- WHAT IS BEING ASKED -
Would you copy the entries that follow exactly, leaving out every picture?

- WORKING DATA -
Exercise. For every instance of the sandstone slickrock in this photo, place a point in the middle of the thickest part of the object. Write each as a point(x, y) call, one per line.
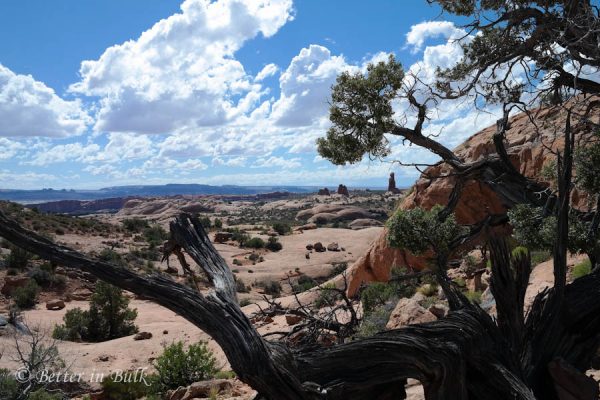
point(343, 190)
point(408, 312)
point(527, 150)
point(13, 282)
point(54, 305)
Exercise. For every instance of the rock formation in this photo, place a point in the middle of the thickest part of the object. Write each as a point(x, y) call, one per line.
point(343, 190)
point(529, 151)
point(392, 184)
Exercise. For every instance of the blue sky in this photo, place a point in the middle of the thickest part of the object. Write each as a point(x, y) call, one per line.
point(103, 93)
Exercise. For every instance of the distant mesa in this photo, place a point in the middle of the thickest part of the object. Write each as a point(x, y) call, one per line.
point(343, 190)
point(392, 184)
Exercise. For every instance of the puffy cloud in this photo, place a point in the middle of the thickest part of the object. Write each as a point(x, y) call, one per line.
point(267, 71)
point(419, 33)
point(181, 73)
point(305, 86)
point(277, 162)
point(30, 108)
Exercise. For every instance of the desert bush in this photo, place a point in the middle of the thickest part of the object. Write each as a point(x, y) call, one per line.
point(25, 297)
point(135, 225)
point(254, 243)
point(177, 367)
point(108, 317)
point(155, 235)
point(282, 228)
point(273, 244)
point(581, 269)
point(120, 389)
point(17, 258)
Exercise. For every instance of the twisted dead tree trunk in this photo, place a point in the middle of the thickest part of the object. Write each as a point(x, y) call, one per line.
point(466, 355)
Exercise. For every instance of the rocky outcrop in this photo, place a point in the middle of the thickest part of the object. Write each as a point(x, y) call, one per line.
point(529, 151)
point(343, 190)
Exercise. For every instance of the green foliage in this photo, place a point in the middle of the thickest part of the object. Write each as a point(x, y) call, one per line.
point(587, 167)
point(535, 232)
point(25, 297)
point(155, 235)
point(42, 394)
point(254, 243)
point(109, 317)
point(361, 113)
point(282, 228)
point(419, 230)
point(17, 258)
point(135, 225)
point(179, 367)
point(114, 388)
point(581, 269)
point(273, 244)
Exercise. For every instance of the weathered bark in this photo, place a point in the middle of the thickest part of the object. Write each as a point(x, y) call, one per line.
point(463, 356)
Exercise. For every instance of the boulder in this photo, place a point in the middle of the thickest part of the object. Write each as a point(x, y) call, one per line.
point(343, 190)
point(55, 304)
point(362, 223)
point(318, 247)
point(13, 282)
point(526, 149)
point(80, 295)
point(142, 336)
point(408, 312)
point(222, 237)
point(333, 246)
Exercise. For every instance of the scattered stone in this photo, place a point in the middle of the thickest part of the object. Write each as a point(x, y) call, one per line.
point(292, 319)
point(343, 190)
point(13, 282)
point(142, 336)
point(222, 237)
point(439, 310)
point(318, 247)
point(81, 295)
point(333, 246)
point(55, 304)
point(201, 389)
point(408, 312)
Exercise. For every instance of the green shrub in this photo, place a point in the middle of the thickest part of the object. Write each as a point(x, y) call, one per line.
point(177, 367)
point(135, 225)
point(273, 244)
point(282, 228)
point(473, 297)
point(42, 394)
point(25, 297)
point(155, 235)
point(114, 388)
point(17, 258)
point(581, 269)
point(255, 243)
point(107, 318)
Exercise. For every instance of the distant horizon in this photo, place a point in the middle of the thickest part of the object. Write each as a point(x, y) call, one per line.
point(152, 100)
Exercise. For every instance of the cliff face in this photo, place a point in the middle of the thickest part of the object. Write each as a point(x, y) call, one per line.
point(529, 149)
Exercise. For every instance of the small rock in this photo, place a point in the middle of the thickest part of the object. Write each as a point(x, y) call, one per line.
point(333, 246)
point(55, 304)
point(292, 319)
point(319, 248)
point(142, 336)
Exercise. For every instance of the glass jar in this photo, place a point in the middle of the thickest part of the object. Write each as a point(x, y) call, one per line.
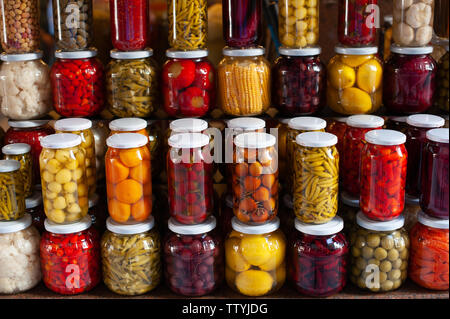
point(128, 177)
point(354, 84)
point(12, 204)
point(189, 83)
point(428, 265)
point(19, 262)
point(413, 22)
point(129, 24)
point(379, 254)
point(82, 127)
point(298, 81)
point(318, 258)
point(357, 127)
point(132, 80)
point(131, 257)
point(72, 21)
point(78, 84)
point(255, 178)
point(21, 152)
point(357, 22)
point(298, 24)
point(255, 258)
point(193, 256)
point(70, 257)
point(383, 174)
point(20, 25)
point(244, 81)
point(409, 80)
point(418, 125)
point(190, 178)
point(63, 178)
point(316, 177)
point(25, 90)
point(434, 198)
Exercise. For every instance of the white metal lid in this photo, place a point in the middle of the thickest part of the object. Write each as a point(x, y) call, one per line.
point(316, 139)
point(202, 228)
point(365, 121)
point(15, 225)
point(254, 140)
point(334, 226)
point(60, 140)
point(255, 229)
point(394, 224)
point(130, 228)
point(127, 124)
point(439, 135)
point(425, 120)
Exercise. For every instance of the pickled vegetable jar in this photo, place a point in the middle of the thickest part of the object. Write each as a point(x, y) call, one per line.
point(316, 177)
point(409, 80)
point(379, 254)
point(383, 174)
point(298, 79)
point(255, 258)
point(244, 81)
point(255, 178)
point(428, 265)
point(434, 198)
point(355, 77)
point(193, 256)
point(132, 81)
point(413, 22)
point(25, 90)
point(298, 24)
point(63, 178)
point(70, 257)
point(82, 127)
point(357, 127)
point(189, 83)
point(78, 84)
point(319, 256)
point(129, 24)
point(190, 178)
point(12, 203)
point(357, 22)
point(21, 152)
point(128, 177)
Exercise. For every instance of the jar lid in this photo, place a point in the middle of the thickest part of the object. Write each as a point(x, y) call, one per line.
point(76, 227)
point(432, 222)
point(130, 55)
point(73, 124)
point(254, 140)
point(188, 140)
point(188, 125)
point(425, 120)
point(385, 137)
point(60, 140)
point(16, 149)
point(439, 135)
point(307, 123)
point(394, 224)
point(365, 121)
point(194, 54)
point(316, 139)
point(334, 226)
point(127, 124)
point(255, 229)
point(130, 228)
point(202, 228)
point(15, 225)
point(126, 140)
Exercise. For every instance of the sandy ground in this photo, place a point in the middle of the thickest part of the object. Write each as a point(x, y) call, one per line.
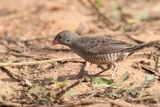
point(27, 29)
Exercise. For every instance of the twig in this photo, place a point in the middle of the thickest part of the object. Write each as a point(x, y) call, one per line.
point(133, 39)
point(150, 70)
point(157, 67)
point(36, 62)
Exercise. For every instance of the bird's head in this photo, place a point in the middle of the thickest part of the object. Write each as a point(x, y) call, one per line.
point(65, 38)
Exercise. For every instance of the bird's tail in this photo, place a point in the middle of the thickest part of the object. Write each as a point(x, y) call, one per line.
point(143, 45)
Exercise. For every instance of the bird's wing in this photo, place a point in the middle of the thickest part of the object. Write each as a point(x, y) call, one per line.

- REPLY -
Exercise. For every instance of the sandstone slickrock in this photo, place a point in the middle of the thickest part of the object. Write each as a point(x, y) call, one per line.
point(343, 190)
point(408, 312)
point(527, 150)
point(13, 282)
point(54, 305)
Exercise. For every instance of the rock formation in this photo, place a point in the middle of the thickest part of the object. Write each as a point(x, y) call, one per line.
point(343, 190)
point(529, 151)
point(392, 184)
Exercise. For every instance of the blue sky in this photo, place a point in the middle of the thickest part of the object. Write each as a point(x, y) call, one per line.
point(103, 93)
Exercise. For every instance of the distant mesa in this photo, place a point in the middle of the thickest part of the object. Write each as a point(x, y) call, one per line.
point(343, 190)
point(392, 184)
Exercise. For every instance of the puffy cloud in this photo, place a point in the middle of the thickest part of the object. Write each as a point(x, y) call, one per line.
point(267, 71)
point(419, 33)
point(181, 73)
point(305, 86)
point(277, 162)
point(30, 108)
Exercise. For every instance of the desert bush in this photo, place a point in the middle of the thickest part of the object. Write each as a point(x, y) call, one per line.
point(25, 297)
point(135, 225)
point(254, 243)
point(177, 367)
point(108, 317)
point(155, 235)
point(282, 228)
point(273, 244)
point(581, 269)
point(120, 389)
point(17, 258)
Exercise. For every instance of the twisted dead tree trunk in this photo, place a point in the middle of the thickest part of the object. Write each as a point(x, y) call, one per line.
point(466, 355)
Exercise. For every instance of the rocky outcrop in this photo, place a point in the middle of the thickest part of the object. Write each as a point(x, y) call, one per line.
point(529, 151)
point(343, 190)
Exercise. For every instance of the green foliage in this photo, place a point in the middle of the thickest part of the object. Write each as a point(x, y) call, one per line.
point(587, 167)
point(535, 232)
point(25, 297)
point(155, 235)
point(42, 394)
point(254, 243)
point(109, 317)
point(361, 113)
point(282, 228)
point(419, 230)
point(17, 258)
point(135, 225)
point(179, 367)
point(114, 388)
point(581, 269)
point(273, 244)
Exercise. For every instance of the weathered bark in this photo, place a point in the middle of the thickest part of the object. Write each as a point(x, y) call, one per line.
point(463, 356)
Exercise. For every instance of the boulder in this photo, place a point in the middle of the thickest part of the object. Write each as a point(x, y) call, one per line.
point(343, 190)
point(55, 304)
point(362, 223)
point(318, 247)
point(13, 282)
point(526, 149)
point(80, 295)
point(142, 336)
point(408, 312)
point(222, 237)
point(333, 246)
Exercise. For every instance of the scattered stone in this photo, place a point in the middle of the thickest part of the object. Write each as a point(x, y) call, one per line.
point(292, 319)
point(343, 190)
point(13, 282)
point(142, 336)
point(222, 237)
point(439, 310)
point(318, 247)
point(81, 295)
point(333, 246)
point(55, 304)
point(201, 389)
point(408, 312)
Exercise. For every instance of the green shrub in this photo, place a point in the middle of the thickest part of the object. Write each as a point(x, y) call, one per line.
point(177, 367)
point(135, 225)
point(273, 244)
point(282, 228)
point(473, 297)
point(42, 394)
point(25, 297)
point(155, 235)
point(114, 388)
point(17, 258)
point(581, 269)
point(255, 243)
point(107, 318)
Exercise. For every instance of the distant horizon in this photo, place a point in the middle of the thickest part of the object. Write each as a point(x, y) call, one per line.
point(152, 100)
Exercise. For every instance of the cliff face in this photo, place a point in the middle of the thickest part of the object. Write each as a point(x, y) call, one per line.
point(529, 149)
Exercise. For every instance of the small rock in this photo, place a point in the middle of the thickest part of the object. Write each as a point(x, y) call, one per line.
point(333, 246)
point(55, 304)
point(292, 319)
point(319, 248)
point(142, 336)
Exercise. For every instance of the glass jar in this photo, place a point in the middle of the thickest part of the object. Write each as a point(x, y) call, one per line.
point(128, 177)
point(354, 84)
point(12, 204)
point(189, 83)
point(428, 265)
point(19, 262)
point(413, 22)
point(129, 24)
point(379, 254)
point(82, 127)
point(298, 81)
point(318, 258)
point(357, 127)
point(132, 80)
point(131, 257)
point(72, 21)
point(78, 84)
point(255, 178)
point(21, 152)
point(357, 22)
point(298, 24)
point(255, 258)
point(193, 256)
point(70, 257)
point(383, 174)
point(20, 25)
point(244, 81)
point(409, 80)
point(418, 125)
point(190, 178)
point(63, 178)
point(316, 177)
point(25, 90)
point(434, 198)
Exercise. For every instance of the white metal lid in this photo, place a point in the middle of the thickest part of the object. Write each as a point(x, y) call, one per line.
point(316, 139)
point(202, 228)
point(365, 121)
point(15, 225)
point(254, 140)
point(334, 226)
point(60, 140)
point(255, 229)
point(394, 224)
point(130, 228)
point(127, 124)
point(439, 135)
point(425, 120)
Exercise. For every instance of the pickled vegetable jar in this photo, place a point in the middle of the thickest part of the object. Write each as a point(x, y) call, one per line.
point(316, 177)
point(409, 80)
point(379, 254)
point(383, 174)
point(298, 79)
point(255, 258)
point(244, 81)
point(255, 178)
point(428, 265)
point(434, 198)
point(355, 77)
point(193, 256)
point(132, 81)
point(413, 22)
point(25, 90)
point(298, 24)
point(63, 178)
point(70, 257)
point(82, 127)
point(357, 127)
point(189, 83)
point(78, 84)
point(319, 256)
point(129, 24)
point(190, 178)
point(12, 203)
point(357, 22)
point(21, 152)
point(128, 177)
Exercise. For every instance of the jar lid in this photo, place a point in the middle of the thickest part of the object. Write each as a point(x, y) call, one per line.
point(76, 227)
point(432, 222)
point(130, 55)
point(73, 124)
point(254, 140)
point(188, 140)
point(188, 125)
point(425, 120)
point(385, 137)
point(60, 140)
point(16, 149)
point(439, 135)
point(307, 123)
point(394, 224)
point(365, 121)
point(194, 54)
point(316, 139)
point(334, 226)
point(127, 124)
point(255, 229)
point(130, 228)
point(202, 228)
point(15, 225)
point(126, 140)
Exercise. For every instance of the sandy ground in this photo, place a point in the middle of the thickest part of the object. Write each as a point(x, y) call, one per line.
point(27, 29)
Exercise. For every instance of the twig in this photo, place a point in the middle of the thickest part of the object. Write each as a point(x, y) call, one per line.
point(133, 39)
point(150, 70)
point(157, 67)
point(36, 62)
Exercise. For every instance of the bird's head in this photo, place a point in the middle of the thickest part of the object. Write each as a point(x, y) call, one per line.
point(65, 38)
Exercise. For every instance of the bird's tail in this photo, place a point in the middle of the thickest part of the object. Write each as a point(x, y) call, one per line.
point(143, 45)
Exercise. For every instance of the bird's wing in this photo, place a point in the middle of the thickest part of the object. Write each as a point(x, y) call, one per line.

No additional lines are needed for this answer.